# Given data
[start]

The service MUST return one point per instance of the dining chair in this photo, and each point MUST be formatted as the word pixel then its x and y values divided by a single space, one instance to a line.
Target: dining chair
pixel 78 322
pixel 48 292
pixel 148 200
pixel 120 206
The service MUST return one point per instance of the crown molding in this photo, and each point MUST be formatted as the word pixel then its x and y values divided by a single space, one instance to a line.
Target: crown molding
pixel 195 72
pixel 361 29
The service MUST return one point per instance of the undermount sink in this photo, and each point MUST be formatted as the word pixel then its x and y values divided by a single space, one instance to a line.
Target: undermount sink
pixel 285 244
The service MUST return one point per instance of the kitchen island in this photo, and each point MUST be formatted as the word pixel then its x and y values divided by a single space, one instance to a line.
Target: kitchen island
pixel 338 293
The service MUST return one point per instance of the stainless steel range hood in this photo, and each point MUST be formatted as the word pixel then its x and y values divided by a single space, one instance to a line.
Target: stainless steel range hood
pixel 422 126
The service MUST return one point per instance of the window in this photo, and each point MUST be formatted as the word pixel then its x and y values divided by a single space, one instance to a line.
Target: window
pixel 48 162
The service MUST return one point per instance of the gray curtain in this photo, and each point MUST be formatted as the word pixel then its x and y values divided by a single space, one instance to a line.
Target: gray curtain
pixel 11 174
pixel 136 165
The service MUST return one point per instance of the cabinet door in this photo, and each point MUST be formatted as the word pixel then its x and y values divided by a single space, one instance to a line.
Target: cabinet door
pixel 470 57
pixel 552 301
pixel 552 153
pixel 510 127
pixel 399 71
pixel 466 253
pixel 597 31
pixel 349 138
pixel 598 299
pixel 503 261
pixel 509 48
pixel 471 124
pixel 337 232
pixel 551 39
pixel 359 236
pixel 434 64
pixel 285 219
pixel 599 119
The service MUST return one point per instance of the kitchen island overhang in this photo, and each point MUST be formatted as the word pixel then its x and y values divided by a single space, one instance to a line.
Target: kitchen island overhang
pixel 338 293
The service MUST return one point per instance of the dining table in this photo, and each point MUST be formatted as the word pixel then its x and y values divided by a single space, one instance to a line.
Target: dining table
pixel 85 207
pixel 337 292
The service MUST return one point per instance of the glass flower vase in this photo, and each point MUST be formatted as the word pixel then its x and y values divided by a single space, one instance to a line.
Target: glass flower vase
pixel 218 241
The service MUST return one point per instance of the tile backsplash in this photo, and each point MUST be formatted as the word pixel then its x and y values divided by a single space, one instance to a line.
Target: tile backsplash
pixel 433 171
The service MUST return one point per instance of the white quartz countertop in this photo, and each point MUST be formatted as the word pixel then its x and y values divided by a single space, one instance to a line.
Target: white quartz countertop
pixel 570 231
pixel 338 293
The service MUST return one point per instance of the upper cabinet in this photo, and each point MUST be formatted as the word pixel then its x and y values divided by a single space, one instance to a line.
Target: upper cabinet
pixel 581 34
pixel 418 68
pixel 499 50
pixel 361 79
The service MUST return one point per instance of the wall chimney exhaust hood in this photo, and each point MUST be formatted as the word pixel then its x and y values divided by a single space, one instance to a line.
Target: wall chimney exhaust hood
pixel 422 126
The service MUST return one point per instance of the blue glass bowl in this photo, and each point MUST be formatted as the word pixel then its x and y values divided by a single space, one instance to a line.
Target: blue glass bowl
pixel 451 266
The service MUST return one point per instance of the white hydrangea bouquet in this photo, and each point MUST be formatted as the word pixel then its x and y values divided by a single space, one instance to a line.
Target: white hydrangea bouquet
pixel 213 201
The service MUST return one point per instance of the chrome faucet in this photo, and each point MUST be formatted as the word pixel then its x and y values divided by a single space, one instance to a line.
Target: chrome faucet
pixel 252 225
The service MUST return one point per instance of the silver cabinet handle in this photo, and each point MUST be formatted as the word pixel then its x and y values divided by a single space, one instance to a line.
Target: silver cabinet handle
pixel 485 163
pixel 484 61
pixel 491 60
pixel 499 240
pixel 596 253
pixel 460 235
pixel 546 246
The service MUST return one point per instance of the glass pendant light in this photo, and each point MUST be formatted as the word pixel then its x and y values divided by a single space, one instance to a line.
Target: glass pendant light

[end]

# Stated goal
Render all of the data above as a numbered list, one line per item, with blank lines omitted.

# Answer for this exercise
1. The service MUST return one point per instance of the dining chair in this photo, and each point MUST be formatted as the word pixel then its x and y values divided by a single space, one instance to a line.
2. Target: dining chair
3. pixel 78 322
4. pixel 48 292
5. pixel 148 200
6. pixel 120 206
7. The service MUST return one point per instance of the crown molding in this photo, and each point MUST be formatted as the word pixel then its x and y values divided by a single space, one instance to a line.
8. Target: crown molding
9. pixel 195 72
10. pixel 361 29
11. The service MUST return one point per instance of the undermount sink in this photo, and each point MUST be formatted as the word pixel then its x and y values divided by a single space, one instance to a line.
12. Target: undermount sink
13. pixel 285 244
14. The service MUST return one point per instance of the kitchen island in this photo, and each point MUST be formatted as the word pixel then its x and y values divided by a single space, one instance to a line.
15. Target: kitchen island
16. pixel 338 293
17. The service MUST return one point per instance of the stainless steel range hood in this photo, and each point MUST be formatted as the word pixel then its x and y values divided by a single space, one instance to a line.
18. Target: stainless steel range hood
19. pixel 422 126
20. The service MUST return one point per instance of the window in this photo, and each point MUST be formatted as the word pixel then its x and y values divided by a single space, one instance to a line.
21. Target: window
22. pixel 48 162
23. The service MUST return one point per instance of the gray curtain in this photo, and each point MUST be formatted as the word pixel then its x and y values divided by a single space, one instance to a line.
24. Target: gray curtain
25. pixel 11 174
26. pixel 136 165
27. The service MUST return one point per instance of the cabinet door in this photo, and each point MUST be formatted as the word pixel then its x and y values divided by a single space, one instance to a line.
28. Target: cabinet door
29. pixel 470 57
30. pixel 552 301
31. pixel 552 153
32. pixel 510 127
33. pixel 399 71
34. pixel 466 253
35. pixel 597 31
36. pixel 349 138
37. pixel 598 299
38. pixel 503 261
39. pixel 509 48
40. pixel 471 124
41. pixel 337 232
42. pixel 551 39
43. pixel 359 236
44. pixel 434 64
45. pixel 285 219
46. pixel 599 119
47. The service MUST return one point per instance of the kitchen island overhang in this photo, and each point MUST be formatted as the word pixel then its x and y values divided by a single space, one instance to a line.
48. Target: kitchen island overhang
49. pixel 338 293
50. The service MUST return one point per instance of the dining table in this photo, and each point MUST be formatted as the word pixel then its x and y values divided by a single space, one instance to a line.
51. Target: dining table
52. pixel 85 207
53. pixel 337 292
54. The service MUST return one point per instance of the glass flower vase in this photo, and each point MUST be formatted as the word pixel then its x and y values divided by a single space, one instance to a line.
55. Target: glass flower vase
56. pixel 218 241
57. The service MUST return one point per instance of the tile backsplash in this photo, and each point MUST be formatted as the word pixel then its x and y values divided by a single space, one instance to a line.
58. Target: tile backsplash
59. pixel 433 171
60. The service MUST return one point per instance of the white quartz countertop in this photo, and each point MUST be formatted as the word pixel then its x and y values divided by a single space, one instance to a line.
61. Target: white quartz countertop
62. pixel 570 231
63. pixel 338 293
64. The service MUST return one point per instance of the upper cabinet in this photo, and each point MUST be formatted as the word pixel then its x and y values divided by a single space, one instance to a line.
65. Target: upper cabinet
66. pixel 581 34
67. pixel 418 68
68. pixel 499 50
69. pixel 361 79
70. The service MUST return one point per instance of the wall chimney exhaust hood in this photo, and each point MUST be formatted as the word pixel then its x and y values divided by a single space, one instance to a line.
71. Target: wall chimney exhaust hood
72. pixel 422 126
73. The service MUST return one point per instance of the blue glass bowl in this photo, and each point MUST be formatted as the word pixel then its x and y values divided by a single space, one instance to a line.
74. Target: blue glass bowl
75. pixel 451 266
76. The service MUST return one point per instance of the white hydrangea bouquet in this photo, and each point MUST be formatted as the word pixel then its x and y values divided by a single space, one instance to a line.
77. Target: white hydrangea bouquet
78. pixel 213 201
79. The service MUST return one point per instance of the chrome faucet in this photo, and each point MUST be formatted as the word pixel then its x and y values divided by a single space, one instance to a line.
80. Target: chrome faucet
81. pixel 252 225
82. The service MUST return one point per instance of the silver cabinet handle in this photo, and each point MUST be formatted as the word pixel then its x and y values divided by a single space, one instance to a line.
83. Target: silver cabinet handle
84. pixel 485 163
85. pixel 484 61
86. pixel 491 60
87. pixel 499 240
88. pixel 596 253
89. pixel 460 235
90. pixel 546 246
91. The service MUST return one point per instance of the glass pendant light in this photo, and each point MUST be formatted as the word pixel then its x and y values divided by a single space, one instance to a line.
92. Target: glass pendant light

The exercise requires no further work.